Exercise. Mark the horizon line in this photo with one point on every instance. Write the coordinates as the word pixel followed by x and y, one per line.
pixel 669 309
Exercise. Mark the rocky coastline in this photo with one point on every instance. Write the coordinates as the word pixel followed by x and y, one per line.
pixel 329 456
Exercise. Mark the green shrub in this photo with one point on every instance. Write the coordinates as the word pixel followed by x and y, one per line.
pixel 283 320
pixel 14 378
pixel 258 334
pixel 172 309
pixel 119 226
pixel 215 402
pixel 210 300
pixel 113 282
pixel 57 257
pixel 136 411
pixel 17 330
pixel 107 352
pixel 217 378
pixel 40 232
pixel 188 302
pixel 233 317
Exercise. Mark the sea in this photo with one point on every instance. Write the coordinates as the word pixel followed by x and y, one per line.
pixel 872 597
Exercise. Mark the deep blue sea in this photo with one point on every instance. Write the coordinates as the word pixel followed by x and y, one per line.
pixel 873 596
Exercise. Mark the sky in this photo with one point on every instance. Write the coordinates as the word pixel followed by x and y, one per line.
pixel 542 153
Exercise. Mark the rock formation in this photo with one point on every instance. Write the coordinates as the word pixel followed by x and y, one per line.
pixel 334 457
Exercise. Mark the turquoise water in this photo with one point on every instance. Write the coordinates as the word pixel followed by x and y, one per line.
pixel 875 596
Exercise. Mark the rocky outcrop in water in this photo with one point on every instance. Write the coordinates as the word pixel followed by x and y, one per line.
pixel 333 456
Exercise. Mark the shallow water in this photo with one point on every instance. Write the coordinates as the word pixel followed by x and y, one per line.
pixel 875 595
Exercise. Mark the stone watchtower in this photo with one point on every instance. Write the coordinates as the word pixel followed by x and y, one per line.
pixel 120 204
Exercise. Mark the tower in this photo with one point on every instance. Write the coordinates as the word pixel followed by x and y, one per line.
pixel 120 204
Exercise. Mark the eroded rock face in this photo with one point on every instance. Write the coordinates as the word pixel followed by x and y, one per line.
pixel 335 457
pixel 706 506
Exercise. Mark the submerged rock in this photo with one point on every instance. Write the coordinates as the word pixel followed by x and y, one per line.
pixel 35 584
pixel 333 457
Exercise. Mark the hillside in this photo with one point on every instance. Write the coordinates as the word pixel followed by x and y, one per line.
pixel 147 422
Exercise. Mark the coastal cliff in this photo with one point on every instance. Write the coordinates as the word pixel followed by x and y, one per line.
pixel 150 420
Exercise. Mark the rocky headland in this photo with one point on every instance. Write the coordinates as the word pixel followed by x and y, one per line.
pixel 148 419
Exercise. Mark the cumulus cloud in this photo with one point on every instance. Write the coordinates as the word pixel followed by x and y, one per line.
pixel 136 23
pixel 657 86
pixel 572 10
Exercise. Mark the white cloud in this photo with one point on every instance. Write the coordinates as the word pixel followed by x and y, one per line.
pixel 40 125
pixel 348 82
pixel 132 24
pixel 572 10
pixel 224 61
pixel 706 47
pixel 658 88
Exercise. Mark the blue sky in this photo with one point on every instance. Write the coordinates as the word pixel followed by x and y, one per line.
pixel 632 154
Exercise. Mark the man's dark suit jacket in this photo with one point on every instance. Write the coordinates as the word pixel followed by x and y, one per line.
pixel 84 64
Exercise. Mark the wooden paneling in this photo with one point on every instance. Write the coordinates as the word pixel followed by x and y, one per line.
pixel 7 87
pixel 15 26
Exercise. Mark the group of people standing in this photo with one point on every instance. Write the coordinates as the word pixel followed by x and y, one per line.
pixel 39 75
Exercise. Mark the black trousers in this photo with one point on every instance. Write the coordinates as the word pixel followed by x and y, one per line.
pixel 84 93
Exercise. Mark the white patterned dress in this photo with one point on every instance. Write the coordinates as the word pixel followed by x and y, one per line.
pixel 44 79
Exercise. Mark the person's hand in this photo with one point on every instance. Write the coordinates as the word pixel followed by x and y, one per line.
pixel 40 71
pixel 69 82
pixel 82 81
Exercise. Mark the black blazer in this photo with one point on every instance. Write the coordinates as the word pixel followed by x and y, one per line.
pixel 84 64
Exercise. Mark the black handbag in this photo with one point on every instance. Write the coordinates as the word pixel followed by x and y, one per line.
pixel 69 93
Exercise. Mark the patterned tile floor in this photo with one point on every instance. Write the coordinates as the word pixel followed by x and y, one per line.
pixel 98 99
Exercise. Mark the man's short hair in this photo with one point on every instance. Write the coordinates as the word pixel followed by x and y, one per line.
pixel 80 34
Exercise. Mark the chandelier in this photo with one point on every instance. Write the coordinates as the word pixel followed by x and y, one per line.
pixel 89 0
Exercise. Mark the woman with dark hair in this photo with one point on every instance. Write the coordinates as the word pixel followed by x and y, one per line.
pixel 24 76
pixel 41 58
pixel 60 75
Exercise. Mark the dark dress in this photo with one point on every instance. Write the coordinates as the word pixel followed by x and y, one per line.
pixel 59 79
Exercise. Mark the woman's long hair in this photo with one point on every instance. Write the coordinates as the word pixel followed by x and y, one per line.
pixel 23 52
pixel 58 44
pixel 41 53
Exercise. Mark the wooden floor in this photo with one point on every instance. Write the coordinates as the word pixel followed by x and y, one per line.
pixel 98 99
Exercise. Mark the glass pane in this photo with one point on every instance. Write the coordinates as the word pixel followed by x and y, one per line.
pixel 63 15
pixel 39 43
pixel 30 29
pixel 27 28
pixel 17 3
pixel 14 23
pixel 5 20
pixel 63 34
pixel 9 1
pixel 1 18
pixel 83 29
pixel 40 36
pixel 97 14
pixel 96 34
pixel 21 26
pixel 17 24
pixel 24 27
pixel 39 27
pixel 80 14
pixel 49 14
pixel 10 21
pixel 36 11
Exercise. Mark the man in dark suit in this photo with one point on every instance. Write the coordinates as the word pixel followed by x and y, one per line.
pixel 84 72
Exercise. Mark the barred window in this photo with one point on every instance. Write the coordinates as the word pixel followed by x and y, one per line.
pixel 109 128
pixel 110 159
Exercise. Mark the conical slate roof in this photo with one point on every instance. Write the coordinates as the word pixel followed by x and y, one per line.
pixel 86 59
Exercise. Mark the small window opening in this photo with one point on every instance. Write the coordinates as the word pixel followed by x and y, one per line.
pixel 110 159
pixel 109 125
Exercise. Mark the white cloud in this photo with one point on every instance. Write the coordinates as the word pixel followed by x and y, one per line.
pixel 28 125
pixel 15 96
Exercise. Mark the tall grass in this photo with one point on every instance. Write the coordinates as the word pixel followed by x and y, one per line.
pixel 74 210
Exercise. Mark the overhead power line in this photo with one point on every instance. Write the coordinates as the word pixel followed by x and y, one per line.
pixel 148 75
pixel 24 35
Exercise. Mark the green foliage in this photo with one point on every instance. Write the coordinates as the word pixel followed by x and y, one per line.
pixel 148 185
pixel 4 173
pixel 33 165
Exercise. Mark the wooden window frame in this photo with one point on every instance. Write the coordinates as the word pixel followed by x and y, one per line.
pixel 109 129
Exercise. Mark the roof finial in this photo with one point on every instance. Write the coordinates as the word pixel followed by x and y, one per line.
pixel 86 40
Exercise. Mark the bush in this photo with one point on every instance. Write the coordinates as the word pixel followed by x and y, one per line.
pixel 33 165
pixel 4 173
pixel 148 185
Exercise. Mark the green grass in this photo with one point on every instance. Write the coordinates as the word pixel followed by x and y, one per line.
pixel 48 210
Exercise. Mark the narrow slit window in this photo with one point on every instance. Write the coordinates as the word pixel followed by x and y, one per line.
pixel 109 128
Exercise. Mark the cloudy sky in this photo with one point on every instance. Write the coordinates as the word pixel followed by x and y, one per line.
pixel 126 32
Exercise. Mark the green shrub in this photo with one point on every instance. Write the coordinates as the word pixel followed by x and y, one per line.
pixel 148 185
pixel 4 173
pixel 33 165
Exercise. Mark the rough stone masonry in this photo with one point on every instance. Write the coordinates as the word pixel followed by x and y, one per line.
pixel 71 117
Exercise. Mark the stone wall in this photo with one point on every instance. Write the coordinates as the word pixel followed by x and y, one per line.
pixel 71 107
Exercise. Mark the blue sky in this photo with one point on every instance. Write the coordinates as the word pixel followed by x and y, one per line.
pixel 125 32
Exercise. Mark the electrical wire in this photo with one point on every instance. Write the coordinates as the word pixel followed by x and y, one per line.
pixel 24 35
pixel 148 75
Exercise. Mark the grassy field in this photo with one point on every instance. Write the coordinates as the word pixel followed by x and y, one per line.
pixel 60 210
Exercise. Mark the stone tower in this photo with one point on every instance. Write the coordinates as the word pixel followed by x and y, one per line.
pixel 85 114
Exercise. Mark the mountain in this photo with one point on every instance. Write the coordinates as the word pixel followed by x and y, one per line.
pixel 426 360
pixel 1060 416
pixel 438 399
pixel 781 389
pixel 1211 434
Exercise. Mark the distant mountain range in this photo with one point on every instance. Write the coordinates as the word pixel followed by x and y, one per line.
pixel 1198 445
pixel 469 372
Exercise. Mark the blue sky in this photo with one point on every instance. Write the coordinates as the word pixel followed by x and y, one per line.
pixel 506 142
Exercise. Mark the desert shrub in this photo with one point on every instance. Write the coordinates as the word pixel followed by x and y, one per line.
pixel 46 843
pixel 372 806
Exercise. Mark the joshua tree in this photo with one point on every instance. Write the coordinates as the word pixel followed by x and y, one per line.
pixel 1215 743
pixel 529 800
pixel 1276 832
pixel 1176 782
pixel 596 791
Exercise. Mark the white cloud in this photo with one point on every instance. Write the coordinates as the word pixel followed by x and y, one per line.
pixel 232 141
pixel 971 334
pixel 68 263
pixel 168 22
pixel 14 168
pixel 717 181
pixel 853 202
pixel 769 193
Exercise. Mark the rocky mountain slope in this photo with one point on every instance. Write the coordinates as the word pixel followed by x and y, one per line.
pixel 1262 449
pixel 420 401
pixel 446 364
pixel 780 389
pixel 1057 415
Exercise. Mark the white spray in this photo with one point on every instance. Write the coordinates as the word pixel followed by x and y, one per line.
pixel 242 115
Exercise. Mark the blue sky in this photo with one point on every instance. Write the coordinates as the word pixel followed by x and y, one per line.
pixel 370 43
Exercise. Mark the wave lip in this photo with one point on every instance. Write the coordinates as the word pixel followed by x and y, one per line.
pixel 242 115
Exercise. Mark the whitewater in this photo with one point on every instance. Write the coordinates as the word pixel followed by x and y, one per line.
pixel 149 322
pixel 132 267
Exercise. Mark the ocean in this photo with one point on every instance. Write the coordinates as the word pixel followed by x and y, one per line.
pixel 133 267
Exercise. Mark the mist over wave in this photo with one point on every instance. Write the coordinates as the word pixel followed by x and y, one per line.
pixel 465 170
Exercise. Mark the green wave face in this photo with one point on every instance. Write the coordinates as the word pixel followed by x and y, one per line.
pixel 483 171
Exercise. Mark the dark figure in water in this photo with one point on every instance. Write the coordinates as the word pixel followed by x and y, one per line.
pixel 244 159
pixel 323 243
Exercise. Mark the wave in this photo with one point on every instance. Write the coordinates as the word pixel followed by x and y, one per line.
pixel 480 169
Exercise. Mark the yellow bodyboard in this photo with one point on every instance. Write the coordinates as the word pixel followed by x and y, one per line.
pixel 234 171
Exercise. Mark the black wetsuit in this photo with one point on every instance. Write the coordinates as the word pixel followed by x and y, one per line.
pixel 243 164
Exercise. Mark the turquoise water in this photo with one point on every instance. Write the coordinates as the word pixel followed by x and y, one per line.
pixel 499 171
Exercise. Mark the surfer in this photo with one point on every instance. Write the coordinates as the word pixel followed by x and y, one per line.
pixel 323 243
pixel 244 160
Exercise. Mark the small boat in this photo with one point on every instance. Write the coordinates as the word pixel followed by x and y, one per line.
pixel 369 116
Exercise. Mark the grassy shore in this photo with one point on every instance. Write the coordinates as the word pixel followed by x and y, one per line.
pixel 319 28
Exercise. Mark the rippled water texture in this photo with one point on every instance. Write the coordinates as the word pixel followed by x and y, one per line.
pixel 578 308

- PROBLEM DESCRIPTION
Find the line that contains "Exercise. Mark the surfer". Repeat it and every line after it, exactly as written, up to and including the last line of the records above.

- SOLVED EXERCISE
Exercise. Mark the surfer in this photo with one point on every instance. Write the coordinates as the word pixel followed by x and y, one per line.
pixel 323 243
pixel 244 160
Exercise. Mark the small boat in this photo with one point on every instance. Write the coordinates as the word pixel followed by x and y, one per line.
pixel 369 116
Exercise. Mark the grassy shore in this photo with one point on every instance. Write the coordinates as the word pixel followed by x and y, one per line.
pixel 319 28
Exercise. Mark the rippled water texture in this photo with one point on every instance. Write the coordinates as the word pixel followed by x and y, one per line.
pixel 578 308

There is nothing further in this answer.